UW-CTRI’s ‘Withdraw from Tobacco Study’ Will Begin Soon

Person using phone

UW-CTRI in June will begin recruiting participants for the new Withdraw from Tobacco Study. Research Director Dr. Tim Baker is the principal investigator.

The study, coordinated by UW-CTRI Assistant Scientist Dr. Jesse Kaye, will recruit 200 people to quit without medication for the first week. All participants then get eight weeks of combination nicotine-replacement medication (nicotine patch and mini lozenge).

The goal is to better understand tobacco withdrawal so that we can better help people quit tobacco use.

Many people at UW-CTRI have contributed to the successful planning and launch of this new study. For example, Holly Prince is the Lead Implementer for this study, supervising a team of excellent Health Counselors—Sally Steward-Townsend, TJay Christenson, and Taylor Pinkerton. Study staff will provide coaching to help participants quit smoking and confirm their smoking status nine weeks after the quit date. Adam Nunez coordinates the database and Julia Matthews also works on the database, data monitoring, reporting, quality assurance and administrative duties.

--

Tasks for this exercise »
1. In the Withdraw from Tobacco Study announcement, how many people will the study recruit?
2. According to the Withdraw from Tobacco Study announcement, why is the study being carried out?
3. Write the next part of the Withdraw from Tobacco Study announcement, picking up after its last sentence.
The rows that follow have nothing to do with the study announcement.

--

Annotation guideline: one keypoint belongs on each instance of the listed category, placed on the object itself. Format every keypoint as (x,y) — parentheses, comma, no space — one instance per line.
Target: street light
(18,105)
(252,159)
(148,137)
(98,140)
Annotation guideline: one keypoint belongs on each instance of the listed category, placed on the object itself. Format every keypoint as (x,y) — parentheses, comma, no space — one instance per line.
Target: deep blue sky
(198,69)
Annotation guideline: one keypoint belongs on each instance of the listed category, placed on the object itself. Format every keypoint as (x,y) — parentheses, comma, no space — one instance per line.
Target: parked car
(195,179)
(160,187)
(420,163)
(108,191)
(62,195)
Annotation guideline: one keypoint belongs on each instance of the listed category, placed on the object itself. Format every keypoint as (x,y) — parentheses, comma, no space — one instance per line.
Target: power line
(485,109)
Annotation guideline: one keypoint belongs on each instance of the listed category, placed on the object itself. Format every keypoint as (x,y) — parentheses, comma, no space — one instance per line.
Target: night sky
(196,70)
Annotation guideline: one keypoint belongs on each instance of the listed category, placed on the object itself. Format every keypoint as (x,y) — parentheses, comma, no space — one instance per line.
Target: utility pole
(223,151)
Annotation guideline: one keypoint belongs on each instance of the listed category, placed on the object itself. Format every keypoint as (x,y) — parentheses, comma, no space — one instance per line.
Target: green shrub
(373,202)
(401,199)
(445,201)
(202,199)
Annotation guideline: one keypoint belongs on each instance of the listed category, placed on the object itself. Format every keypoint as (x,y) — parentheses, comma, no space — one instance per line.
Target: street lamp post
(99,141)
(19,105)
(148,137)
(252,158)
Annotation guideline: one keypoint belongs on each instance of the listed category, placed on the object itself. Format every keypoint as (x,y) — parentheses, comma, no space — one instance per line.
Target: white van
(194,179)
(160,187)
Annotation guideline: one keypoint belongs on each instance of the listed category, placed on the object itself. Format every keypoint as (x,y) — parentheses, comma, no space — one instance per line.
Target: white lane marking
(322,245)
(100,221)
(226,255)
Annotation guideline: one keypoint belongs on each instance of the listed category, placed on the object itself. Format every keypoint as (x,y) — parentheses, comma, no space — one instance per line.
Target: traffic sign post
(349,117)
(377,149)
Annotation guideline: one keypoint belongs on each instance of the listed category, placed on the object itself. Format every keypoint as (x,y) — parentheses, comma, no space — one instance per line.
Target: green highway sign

--

Answers for the tasks »
1. 200 people.

2. The goal is to better understand tobacco withdrawal so that people can be better helped to quit using tobacco.

3.
“One of the important products of our research at UW-CTRI is the Wisconsin Smoking Withdrawal Scale (WSWS),” Baker said. “This research, which Jesse is spearheading, will be critical to improving the scale, making it congruent with recent research on the nature of smoking withdrawal.”

The original WSWS provides researchers and clinicians with a psychometrically sound, validated self-report assessment of nicotine withdrawal (Welsch et al., 1999). This 28-item scale includes a total symptom scale and seven subscales addressing components of the tobacco-withdrawal syndrome (e.g., anxiety, anger, sadness, craving, concentration difficulties, hunger, and sleep problems).

The original scale has reasonable psychometric properties, is sensitive to smoking abstinence, related to tobacco-dependence measures, and has moderate predictive validity regarding smoking cessation outcomes. The WSWS has been a valuable assessment instrument that has been used by numerous researchers worldwide for investigating the nature and correlates of tobacco withdrawal.

However, UW-CTRI Director of Biostatistical Operations Dr. Stevens Smith has recently published a paper on a revised version of the WSWS that rigorously evaluated this scale’s structure and reliability using data from recent UW-CTRI clinical trials where people quit smoking using different medications. Smith’s paper created the revised WSWS, aka the WSWS2, including both a brief and full version of the scale.

The new Withdraw From Tobacco study evaluates both versions (full version at study visits and calls, as well as the brief version via smartphone surveys). The new study will ask people to complete the WSWS2 survey about their withdrawal symptoms and other experiences on their own smartphones in daily life.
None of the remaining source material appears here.